(Part of a data file)
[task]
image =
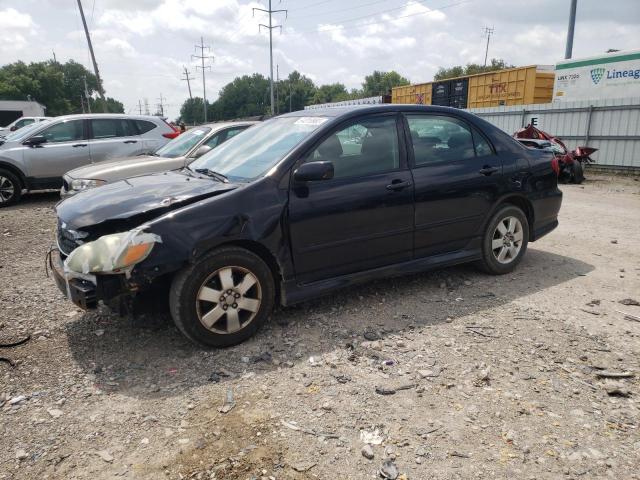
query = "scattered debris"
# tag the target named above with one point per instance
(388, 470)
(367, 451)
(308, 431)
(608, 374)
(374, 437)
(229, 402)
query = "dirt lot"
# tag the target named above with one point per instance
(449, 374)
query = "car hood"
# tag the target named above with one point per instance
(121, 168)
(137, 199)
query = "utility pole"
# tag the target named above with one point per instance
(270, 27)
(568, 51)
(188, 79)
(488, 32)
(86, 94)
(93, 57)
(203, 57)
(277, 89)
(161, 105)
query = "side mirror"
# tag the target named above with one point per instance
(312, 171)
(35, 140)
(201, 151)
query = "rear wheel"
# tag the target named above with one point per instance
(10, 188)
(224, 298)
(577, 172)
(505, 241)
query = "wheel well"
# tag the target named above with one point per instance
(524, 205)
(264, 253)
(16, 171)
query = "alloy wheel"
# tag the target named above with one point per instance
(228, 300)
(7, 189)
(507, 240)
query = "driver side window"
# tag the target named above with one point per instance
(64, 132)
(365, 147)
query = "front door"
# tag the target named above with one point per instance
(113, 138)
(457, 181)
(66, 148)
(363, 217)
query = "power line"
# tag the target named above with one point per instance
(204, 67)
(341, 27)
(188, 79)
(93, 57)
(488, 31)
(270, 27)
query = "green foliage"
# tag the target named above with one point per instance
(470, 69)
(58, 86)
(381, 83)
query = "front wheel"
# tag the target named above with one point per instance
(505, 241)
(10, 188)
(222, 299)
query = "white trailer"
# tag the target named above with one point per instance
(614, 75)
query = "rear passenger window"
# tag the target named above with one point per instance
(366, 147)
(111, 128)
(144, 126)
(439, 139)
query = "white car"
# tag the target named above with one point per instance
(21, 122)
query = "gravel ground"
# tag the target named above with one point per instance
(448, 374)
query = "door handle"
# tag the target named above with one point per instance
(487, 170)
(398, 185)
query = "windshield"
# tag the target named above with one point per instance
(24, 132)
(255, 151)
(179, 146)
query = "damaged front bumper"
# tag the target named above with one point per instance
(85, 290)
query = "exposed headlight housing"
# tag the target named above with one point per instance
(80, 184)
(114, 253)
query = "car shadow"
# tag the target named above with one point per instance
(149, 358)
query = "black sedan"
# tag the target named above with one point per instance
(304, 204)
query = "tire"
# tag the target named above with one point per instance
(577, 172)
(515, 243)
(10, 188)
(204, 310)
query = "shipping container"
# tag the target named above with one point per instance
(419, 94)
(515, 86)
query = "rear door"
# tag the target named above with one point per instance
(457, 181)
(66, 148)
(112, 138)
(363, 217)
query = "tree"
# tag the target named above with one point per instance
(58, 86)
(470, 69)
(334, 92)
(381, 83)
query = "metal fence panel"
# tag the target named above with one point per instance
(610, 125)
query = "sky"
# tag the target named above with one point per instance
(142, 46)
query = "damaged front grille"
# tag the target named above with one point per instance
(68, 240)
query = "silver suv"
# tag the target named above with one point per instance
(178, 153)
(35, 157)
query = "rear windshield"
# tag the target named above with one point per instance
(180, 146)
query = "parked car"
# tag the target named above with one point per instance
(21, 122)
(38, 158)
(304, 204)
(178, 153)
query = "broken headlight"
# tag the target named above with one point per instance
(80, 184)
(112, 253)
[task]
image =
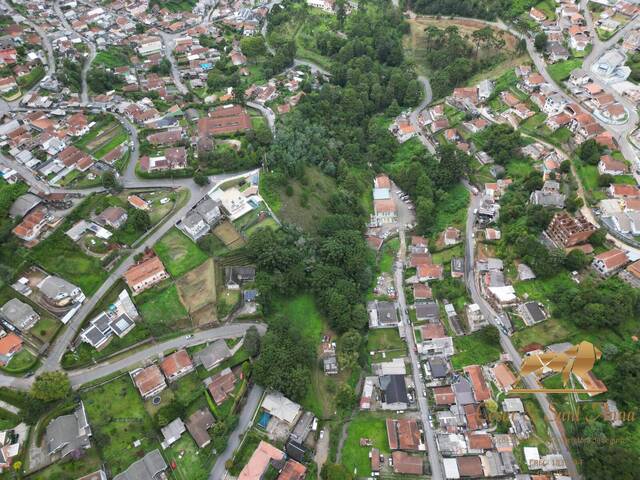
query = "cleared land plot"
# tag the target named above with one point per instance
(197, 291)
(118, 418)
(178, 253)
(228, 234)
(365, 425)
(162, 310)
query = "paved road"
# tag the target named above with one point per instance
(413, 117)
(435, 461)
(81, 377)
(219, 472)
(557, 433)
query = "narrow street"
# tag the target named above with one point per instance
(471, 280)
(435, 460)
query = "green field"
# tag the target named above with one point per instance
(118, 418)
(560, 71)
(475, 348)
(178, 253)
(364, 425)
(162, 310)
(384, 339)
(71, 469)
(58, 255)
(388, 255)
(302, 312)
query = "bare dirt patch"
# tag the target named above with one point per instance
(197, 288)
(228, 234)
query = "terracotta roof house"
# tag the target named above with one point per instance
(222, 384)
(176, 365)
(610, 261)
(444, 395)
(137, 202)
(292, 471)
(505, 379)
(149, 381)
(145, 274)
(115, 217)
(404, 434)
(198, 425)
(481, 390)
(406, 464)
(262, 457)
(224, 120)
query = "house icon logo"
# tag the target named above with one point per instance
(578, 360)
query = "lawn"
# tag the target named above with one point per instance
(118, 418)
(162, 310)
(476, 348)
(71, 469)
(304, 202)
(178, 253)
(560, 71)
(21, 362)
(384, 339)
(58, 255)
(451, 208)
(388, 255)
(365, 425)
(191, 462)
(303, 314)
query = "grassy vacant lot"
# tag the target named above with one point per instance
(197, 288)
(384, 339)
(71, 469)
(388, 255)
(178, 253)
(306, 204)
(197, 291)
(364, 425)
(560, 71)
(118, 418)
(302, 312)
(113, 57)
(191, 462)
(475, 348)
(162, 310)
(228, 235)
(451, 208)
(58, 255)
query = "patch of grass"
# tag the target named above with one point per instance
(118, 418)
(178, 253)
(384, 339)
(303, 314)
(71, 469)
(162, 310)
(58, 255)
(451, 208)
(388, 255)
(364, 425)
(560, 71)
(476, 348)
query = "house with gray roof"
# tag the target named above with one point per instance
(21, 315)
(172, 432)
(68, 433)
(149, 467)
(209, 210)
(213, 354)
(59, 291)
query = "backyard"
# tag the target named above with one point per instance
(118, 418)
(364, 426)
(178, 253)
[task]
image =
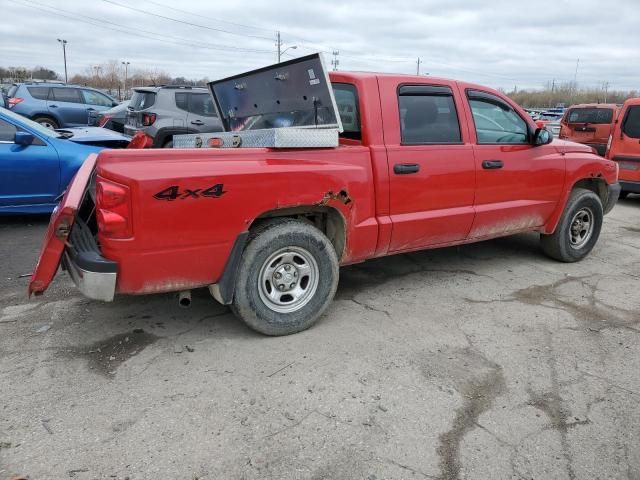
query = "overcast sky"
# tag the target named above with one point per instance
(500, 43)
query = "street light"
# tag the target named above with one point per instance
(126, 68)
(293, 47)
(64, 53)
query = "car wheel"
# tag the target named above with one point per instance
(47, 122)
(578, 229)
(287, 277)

▶ **CHALLENGE**
Print all of the records shown above exactly, leaving out each picture.

▶ **EXPECTED ANSWER**
[task]
image =
query = "scattered debris"
# tag the target named above with one point per instance
(388, 470)
(367, 451)
(308, 431)
(608, 374)
(374, 437)
(229, 402)
query = "dirt lot"
# tag the target named above with one point per instance
(449, 374)
query = "car hood"
# tag the target named above with one point per instance
(121, 168)
(137, 199)
query = "utility pole"
# tag the target named above with one point per instance
(270, 27)
(568, 51)
(188, 79)
(488, 32)
(86, 94)
(93, 57)
(203, 57)
(277, 89)
(161, 105)
query = "side mirror"
# tag the target named above with one point per instance
(312, 171)
(35, 140)
(201, 151)
query = "rear wheel"
# tag the target named above with one point per instance
(10, 188)
(224, 298)
(577, 172)
(505, 241)
query = "wheel well"
# tag the target named above with one point per instance
(524, 205)
(264, 253)
(16, 171)
query = "alloy wheel"
# tag the target named above with one point per instance
(228, 300)
(7, 189)
(507, 240)
query = "driver side window"
# tag the target named above with one point per instance
(64, 132)
(365, 147)
query = "front door"
# tag the target named above with one point per instance
(113, 138)
(457, 181)
(66, 148)
(363, 217)
query = "power line"
# tag the target named above with one point per instance
(204, 67)
(341, 27)
(188, 79)
(93, 57)
(488, 31)
(270, 27)
query = "green foliage"
# tag the target named above with one point per instance
(470, 69)
(58, 86)
(381, 83)
query = "front wheel"
# tag the target named above with one point per instance
(505, 241)
(10, 188)
(222, 299)
query = "white trailer"
# tag the target named above with one point per instance
(614, 75)
query = "rear passenger window"
# tag the target named above with one point per instance
(366, 147)
(111, 128)
(144, 126)
(439, 139)
query = "white car"
# tag the target named above with one point per instance
(21, 122)
query = "gravel ground"
# tag the target named above with one point per instance
(448, 374)
query = "door handle"
# tag the target named above with one point per instance
(487, 170)
(398, 185)
query = "windshield"
# tag the target named above with one point per instance
(24, 132)
(255, 151)
(179, 146)
query = "damaged front bumper"
# tag the target named above with one point per instance
(85, 290)
query = "exposed headlight housing"
# tag the target named above with one point per instance
(80, 184)
(114, 253)
query = "car shadow"
# tag the target named above with one point per instance
(149, 358)
query = "black sedan"
# tag the target named above with one point per instance
(304, 204)
query = "tire"
# tag the target named above with one point per instance
(577, 172)
(515, 243)
(10, 188)
(204, 310)
query = "shipping container"
# tag the target named above with one point per instance
(419, 94)
(515, 86)
query = "rear door"
# tag the target named above with one point per instance
(457, 181)
(66, 148)
(112, 138)
(363, 217)
query = "tree"
# tag the target named above with one point per instance
(58, 86)
(470, 69)
(334, 92)
(381, 83)
query = "metal fence panel"
# tag the target named above with one point per instance
(610, 125)
query = "sky"
# tag the target named above with one point per instance
(142, 46)
query = "damaged front grille"
# tag the target named above with one point per instance
(68, 240)
query = "silver suv"
# tag the target named above with one point per instance
(178, 153)
(35, 157)
query = "rear windshield"
# tag the target named above with one point per instance
(180, 146)
query = "parked car"
# tag the target named above with one point per instance
(21, 122)
(38, 158)
(304, 204)
(178, 153)
query = "broken headlight"
# tag the target named above with one point per instance
(80, 184)
(112, 253)
[task]
image =
query = "cleared land plot"
# tag the target named above with one point per instance
(197, 291)
(118, 418)
(178, 253)
(228, 234)
(365, 425)
(162, 310)
query = "paved road"
# tag the target named above with one point per instance
(413, 117)
(435, 461)
(81, 377)
(219, 472)
(557, 433)
query = "narrow street"
# tag the target named above with one point per instance
(471, 280)
(435, 460)
query = "green field"
# tag the target named above with one point per instance
(118, 418)
(560, 71)
(475, 348)
(178, 253)
(364, 425)
(162, 310)
(384, 339)
(71, 469)
(58, 255)
(388, 255)
(302, 312)
query = "bare dirt patch"
# tag the target named above with one point per instance
(197, 288)
(228, 234)
query = "terracotta roof house"
# tag the target named above with one point per instance
(222, 384)
(176, 365)
(610, 261)
(444, 395)
(137, 202)
(292, 471)
(505, 379)
(149, 381)
(145, 274)
(115, 217)
(404, 434)
(198, 425)
(481, 390)
(406, 464)
(262, 457)
(224, 120)
query = "house icon logo"
# tag the target named above with one point per instance
(578, 360)
query = "lawn"
# tag the target named above with one point per instance
(118, 418)
(162, 310)
(476, 348)
(71, 469)
(304, 202)
(178, 253)
(560, 71)
(21, 362)
(384, 339)
(58, 255)
(451, 208)
(388, 255)
(365, 425)
(191, 462)
(303, 314)
query = "grassy vacant lot"
# tag the target named above with one point per instance
(197, 288)
(384, 339)
(71, 469)
(388, 255)
(178, 253)
(306, 204)
(197, 291)
(364, 425)
(560, 71)
(118, 418)
(302, 312)
(113, 57)
(191, 462)
(475, 348)
(162, 310)
(228, 235)
(451, 208)
(58, 255)
query = "patch of grass"
# tag the target named above with one point per instance
(118, 418)
(178, 253)
(384, 339)
(303, 314)
(71, 469)
(162, 310)
(58, 255)
(451, 208)
(388, 255)
(364, 425)
(560, 71)
(476, 348)
query = "house with gray roof"
# tag the target named above with one point per instance
(21, 315)
(172, 432)
(68, 433)
(149, 467)
(209, 210)
(213, 354)
(59, 291)
query = "backyard"
# tag the target named above with one point per instance
(118, 418)
(364, 426)
(178, 253)
[task]
image =
query = "overcast sky"
# tag the target named above with one point per instance
(500, 43)
query = "street light"
# tag the target named above with one point per instance
(126, 68)
(293, 47)
(64, 53)
query = "car wheel"
# tag the target named above with one point per instance
(47, 122)
(578, 229)
(287, 277)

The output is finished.